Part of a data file
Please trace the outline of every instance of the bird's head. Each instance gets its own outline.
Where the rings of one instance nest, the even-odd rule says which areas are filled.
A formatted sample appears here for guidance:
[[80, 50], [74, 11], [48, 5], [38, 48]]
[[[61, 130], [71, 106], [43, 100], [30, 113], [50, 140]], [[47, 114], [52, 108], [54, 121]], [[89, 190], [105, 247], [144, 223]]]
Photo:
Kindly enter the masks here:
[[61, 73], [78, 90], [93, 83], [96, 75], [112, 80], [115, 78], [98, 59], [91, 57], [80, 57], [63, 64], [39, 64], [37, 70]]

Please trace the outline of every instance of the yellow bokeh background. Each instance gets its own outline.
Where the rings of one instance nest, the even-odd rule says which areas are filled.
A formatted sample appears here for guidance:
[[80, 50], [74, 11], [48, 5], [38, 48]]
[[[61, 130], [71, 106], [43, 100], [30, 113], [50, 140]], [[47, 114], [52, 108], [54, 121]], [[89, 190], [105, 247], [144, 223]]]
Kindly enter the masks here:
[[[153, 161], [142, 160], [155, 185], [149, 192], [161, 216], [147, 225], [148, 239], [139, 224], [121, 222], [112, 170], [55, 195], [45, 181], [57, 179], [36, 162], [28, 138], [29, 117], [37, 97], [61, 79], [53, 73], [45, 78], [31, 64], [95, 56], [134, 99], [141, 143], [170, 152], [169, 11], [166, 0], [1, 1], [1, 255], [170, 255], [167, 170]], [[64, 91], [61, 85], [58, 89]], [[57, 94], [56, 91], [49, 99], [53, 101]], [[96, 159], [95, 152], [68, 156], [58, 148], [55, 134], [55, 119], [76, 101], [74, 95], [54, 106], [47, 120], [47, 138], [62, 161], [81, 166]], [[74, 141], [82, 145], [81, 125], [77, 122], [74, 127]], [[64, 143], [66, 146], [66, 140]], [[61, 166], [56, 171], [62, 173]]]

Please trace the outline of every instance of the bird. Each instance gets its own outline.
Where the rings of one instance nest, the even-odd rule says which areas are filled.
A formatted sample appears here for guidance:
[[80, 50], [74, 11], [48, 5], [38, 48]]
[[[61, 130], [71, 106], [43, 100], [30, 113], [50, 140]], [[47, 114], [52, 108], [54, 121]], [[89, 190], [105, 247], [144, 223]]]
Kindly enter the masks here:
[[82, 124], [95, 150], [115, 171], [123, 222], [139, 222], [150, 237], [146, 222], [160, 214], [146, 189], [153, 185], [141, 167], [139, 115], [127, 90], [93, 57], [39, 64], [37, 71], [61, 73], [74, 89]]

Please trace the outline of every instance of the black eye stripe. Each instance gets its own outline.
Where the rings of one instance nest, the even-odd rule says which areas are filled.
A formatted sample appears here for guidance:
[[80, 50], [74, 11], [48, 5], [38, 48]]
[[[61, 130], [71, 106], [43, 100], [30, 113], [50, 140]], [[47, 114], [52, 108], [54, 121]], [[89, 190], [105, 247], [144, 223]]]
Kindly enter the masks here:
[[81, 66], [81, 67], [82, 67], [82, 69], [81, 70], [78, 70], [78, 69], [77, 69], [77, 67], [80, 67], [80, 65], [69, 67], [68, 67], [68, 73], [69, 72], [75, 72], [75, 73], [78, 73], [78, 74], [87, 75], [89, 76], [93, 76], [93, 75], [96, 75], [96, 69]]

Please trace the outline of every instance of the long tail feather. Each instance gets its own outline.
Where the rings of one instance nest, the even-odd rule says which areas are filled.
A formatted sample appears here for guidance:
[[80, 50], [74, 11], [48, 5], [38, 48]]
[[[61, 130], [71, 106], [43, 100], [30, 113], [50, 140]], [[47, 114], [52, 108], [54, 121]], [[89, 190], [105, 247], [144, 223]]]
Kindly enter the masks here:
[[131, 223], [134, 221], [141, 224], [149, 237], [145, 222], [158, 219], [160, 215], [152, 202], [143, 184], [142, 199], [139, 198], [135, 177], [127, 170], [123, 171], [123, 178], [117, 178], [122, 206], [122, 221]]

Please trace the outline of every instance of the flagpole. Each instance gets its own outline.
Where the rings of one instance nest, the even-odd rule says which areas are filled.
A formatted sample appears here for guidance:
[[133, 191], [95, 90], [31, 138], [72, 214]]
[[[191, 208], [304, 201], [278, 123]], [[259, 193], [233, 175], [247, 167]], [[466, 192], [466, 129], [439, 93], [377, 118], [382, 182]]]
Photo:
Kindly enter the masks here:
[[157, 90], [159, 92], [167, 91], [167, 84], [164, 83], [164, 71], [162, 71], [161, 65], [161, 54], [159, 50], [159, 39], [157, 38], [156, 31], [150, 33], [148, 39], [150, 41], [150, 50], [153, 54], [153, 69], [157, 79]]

EXERCISE
Turn the lines of the rows above into a JSON list of strings, with one string per line and blank lines omitted.

ANSWER FOR THIS EXERCISE
[
  "Please trace the outline of every instance of the bird's head. Each instance gets its own outline.",
  "Where the rings of one instance nest, the even-odd rule says which areas are filled.",
  "A formatted sample appears here for guidance:",
  "[[80, 50], [74, 11], [48, 5], [38, 48]]",
  "[[[61, 130], [71, 106], [43, 100], [30, 113], [50, 140]], [[47, 114], [52, 108], [54, 121]], [[89, 190], [105, 247], [144, 223]]]",
  "Photo:",
  "Kindly enter the masks here:",
  "[[61, 73], [78, 90], [93, 83], [96, 75], [112, 80], [115, 78], [98, 59], [91, 57], [80, 57], [63, 64], [39, 64], [37, 70]]",
  "Please trace the outline of every instance of the yellow bokeh background. Each instance gets its own outline.",
  "Where the rings of one instance nest, the even-odd rule says which areas are filled.",
  "A formatted sample appears here for guidance:",
  "[[80, 50], [74, 11], [48, 5], [38, 48]]",
  "[[[61, 130], [71, 106], [43, 100], [30, 113], [50, 140]], [[47, 114], [52, 108], [54, 121]], [[89, 190], [105, 247], [144, 223]]]",
  "Kindly enter the masks here:",
  "[[[153, 161], [142, 160], [155, 185], [149, 192], [161, 216], [147, 225], [148, 239], [139, 224], [121, 222], [112, 170], [55, 195], [45, 181], [57, 179], [36, 162], [28, 138], [29, 117], [37, 97], [61, 79], [53, 73], [45, 78], [31, 64], [95, 56], [134, 99], [141, 143], [170, 152], [169, 11], [166, 0], [1, 1], [1, 255], [170, 255], [167, 170]], [[64, 91], [61, 85], [58, 89]], [[57, 94], [56, 91], [49, 99], [53, 101]], [[96, 159], [95, 152], [68, 156], [58, 148], [55, 134], [55, 119], [76, 101], [74, 95], [54, 106], [47, 120], [47, 138], [62, 161], [81, 166]], [[74, 141], [82, 145], [81, 125], [77, 122], [74, 127]], [[64, 143], [66, 146], [66, 140]], [[61, 166], [56, 171], [62, 173]]]",
  "Please trace the outline of every instance of the bird. Each instance gets its own outline.",
  "Where the rings of one instance nest, the even-odd rule says which areas are filled.",
  "A formatted sample appears here for guidance:",
  "[[80, 50], [74, 11], [48, 5], [38, 48]]",
  "[[[61, 130], [71, 106], [43, 100], [30, 113], [50, 140]], [[47, 114], [52, 108], [54, 121]], [[89, 190], [105, 247], [144, 223]]]",
  "Kindly enter the masks here:",
  "[[82, 124], [95, 150], [115, 171], [123, 222], [139, 222], [150, 237], [146, 222], [160, 214], [146, 189], [153, 185], [141, 167], [139, 115], [127, 90], [93, 57], [39, 64], [37, 71], [61, 73], [74, 89]]",
  "Please trace the outline of every instance of the black eye stripe. Each instance gets its own outline.",
  "Where the rings of one instance nest, the even-odd rule says which areas are filled.",
  "A formatted sample appears here for guidance:",
  "[[80, 50], [74, 11], [48, 5], [38, 48]]",
  "[[[61, 130], [71, 106], [43, 100], [30, 113], [50, 140]], [[47, 114], [52, 108], [54, 121]], [[89, 190], [105, 247], [144, 223]]]",
  "Kindly enter the masks here:",
  "[[81, 66], [81, 67], [82, 67], [82, 69], [81, 70], [78, 70], [78, 69], [77, 69], [77, 67], [80, 67], [80, 65], [69, 67], [68, 67], [68, 73], [69, 72], [75, 72], [75, 73], [78, 73], [78, 74], [87, 75], [89, 76], [93, 76], [93, 75], [96, 75], [96, 69]]",
  "Please trace the outline of every instance of the long tail feather. Each instance gets its own outline.",
  "Where the rings of one instance nest, the even-odd rule says which areas are filled.",
  "A formatted sample appears here for guidance:",
  "[[80, 50], [74, 11], [48, 5], [38, 48]]",
  "[[[61, 130], [71, 106], [43, 100], [30, 113], [50, 140]], [[47, 114], [52, 108], [54, 121]], [[89, 190], [105, 247], [144, 223]]]",
  "Kindly enter the masks here:",
  "[[131, 223], [134, 221], [141, 224], [149, 237], [145, 222], [158, 219], [160, 215], [152, 202], [143, 184], [142, 199], [139, 198], [135, 177], [127, 170], [123, 171], [123, 178], [117, 178], [122, 206], [122, 221]]",
  "Please trace the outline of every instance of the flagpole. Each instance gets its own outline.",
  "Where the rings of one instance nest, the even-odd rule says which areas are filled.",
  "A formatted sample appears here for guidance:",
  "[[133, 191], [95, 90], [31, 138], [72, 214]]",
  "[[[191, 208], [304, 201], [278, 123]], [[259, 193], [233, 175], [247, 167]], [[466, 192], [466, 129], [439, 93], [377, 118], [382, 182]]]",
  "Photo:",
  "Kindly enter the masks here:",
  "[[157, 90], [159, 92], [167, 91], [167, 84], [164, 83], [164, 71], [162, 71], [161, 65], [161, 54], [159, 50], [159, 39], [157, 38], [156, 31], [150, 33], [148, 39], [150, 41], [150, 50], [153, 54], [153, 69], [157, 79]]"
]